● **REQUIRED TASK**: Write out the rows from the line with "Practice: locate the bush" up to and including the line with "pixel 631 482", reproducing each one without any change.

● **DATASET CONTENT**:
----------------------------------------

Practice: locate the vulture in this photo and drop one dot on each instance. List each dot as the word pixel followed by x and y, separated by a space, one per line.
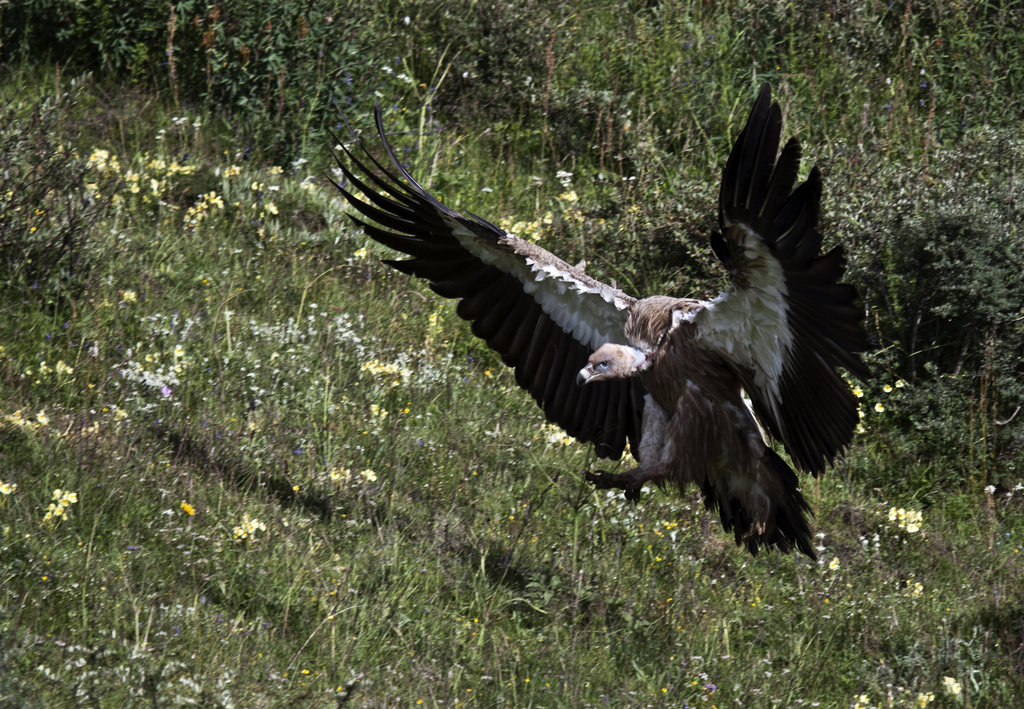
pixel 666 378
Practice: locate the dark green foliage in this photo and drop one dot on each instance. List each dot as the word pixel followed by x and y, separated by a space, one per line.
pixel 46 207
pixel 427 538
pixel 940 266
pixel 278 73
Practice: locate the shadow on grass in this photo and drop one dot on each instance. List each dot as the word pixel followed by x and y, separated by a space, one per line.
pixel 213 459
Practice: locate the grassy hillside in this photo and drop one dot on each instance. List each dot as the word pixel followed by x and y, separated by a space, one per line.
pixel 243 463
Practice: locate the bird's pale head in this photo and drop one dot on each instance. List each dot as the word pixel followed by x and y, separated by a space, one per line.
pixel 611 362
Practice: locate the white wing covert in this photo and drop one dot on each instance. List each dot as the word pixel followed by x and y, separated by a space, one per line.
pixel 543 316
pixel 786 323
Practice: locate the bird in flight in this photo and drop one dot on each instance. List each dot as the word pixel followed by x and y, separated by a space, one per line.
pixel 662 375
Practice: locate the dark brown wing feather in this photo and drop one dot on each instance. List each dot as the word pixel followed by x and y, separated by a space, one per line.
pixel 816 412
pixel 402 215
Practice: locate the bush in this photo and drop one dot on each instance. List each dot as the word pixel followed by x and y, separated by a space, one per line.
pixel 46 206
pixel 278 73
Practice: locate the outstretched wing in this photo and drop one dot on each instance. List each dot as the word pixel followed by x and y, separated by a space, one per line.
pixel 541 315
pixel 786 323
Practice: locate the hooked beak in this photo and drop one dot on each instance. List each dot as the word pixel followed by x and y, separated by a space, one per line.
pixel 585 374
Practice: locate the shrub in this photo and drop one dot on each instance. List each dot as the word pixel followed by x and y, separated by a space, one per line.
pixel 46 206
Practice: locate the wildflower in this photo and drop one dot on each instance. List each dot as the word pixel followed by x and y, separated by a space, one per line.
pixel 248 529
pixel 340 474
pixel 908 519
pixel 57 509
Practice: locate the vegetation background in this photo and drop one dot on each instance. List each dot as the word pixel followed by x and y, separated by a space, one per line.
pixel 242 463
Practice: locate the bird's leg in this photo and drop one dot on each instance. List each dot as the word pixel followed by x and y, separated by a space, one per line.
pixel 631 482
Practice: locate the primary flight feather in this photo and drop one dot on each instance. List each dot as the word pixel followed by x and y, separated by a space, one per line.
pixel 665 375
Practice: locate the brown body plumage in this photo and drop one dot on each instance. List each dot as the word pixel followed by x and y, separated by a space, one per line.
pixel 667 375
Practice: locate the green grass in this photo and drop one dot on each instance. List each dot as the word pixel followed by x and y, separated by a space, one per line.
pixel 228 350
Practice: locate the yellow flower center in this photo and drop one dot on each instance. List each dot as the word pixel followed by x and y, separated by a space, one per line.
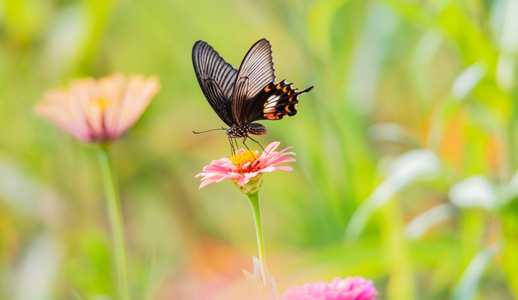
pixel 241 159
pixel 101 102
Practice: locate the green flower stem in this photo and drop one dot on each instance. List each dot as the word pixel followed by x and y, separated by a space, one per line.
pixel 256 208
pixel 114 212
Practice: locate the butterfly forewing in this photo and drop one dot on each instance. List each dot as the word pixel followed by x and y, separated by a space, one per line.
pixel 255 73
pixel 216 78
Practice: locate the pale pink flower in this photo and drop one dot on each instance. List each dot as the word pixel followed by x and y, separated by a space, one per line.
pixel 99 110
pixel 246 165
pixel 350 288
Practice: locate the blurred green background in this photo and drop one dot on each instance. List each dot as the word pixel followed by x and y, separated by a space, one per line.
pixel 406 149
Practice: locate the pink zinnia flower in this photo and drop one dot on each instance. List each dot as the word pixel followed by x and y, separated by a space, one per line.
pixel 99 110
pixel 350 288
pixel 246 165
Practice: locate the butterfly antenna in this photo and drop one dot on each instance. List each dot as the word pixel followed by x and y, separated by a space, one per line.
pixel 198 132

----------------------------------------

● **EXPECTED OUTPUT**:
Practice: locate the bush in this photo and drop one dot on each instance. List each dot as the word pixel followed by x and y, separated by a space, one per line.
pixel 46 206
pixel 278 73
Practice: locate the outstretched wing in this photo and drop one dot on each instance. List each dot as the word pixel followed by x and y, separated by a space, one per line.
pixel 541 315
pixel 786 323
Practice: locate the hooked beak in this photo and drop one dot on each instance. List each dot as the word pixel followed by x and y, separated by a space, one per line.
pixel 585 374
Practice: locate the shrub in this photo and drop one dot on each instance. List each dot as the word pixel followed by x and y, separated by a space, one per line.
pixel 46 206
Practice: locate the wildflower in this photo and drop one dot on each instance. List each dot as the word pixel followed by x and y, separated by a space, one per line.
pixel 248 529
pixel 340 474
pixel 908 519
pixel 57 509
Practice: locate the vegetation background in this photo and drop one dot on each instance. List each dot as the word pixel followed by x and y, separated by a space, one per line.
pixel 242 463
Practice: locate the bird's leg in this photo and drop one dot on each instance. List each dot as the word pixel followed by x and y, separated by a space, one per line.
pixel 631 482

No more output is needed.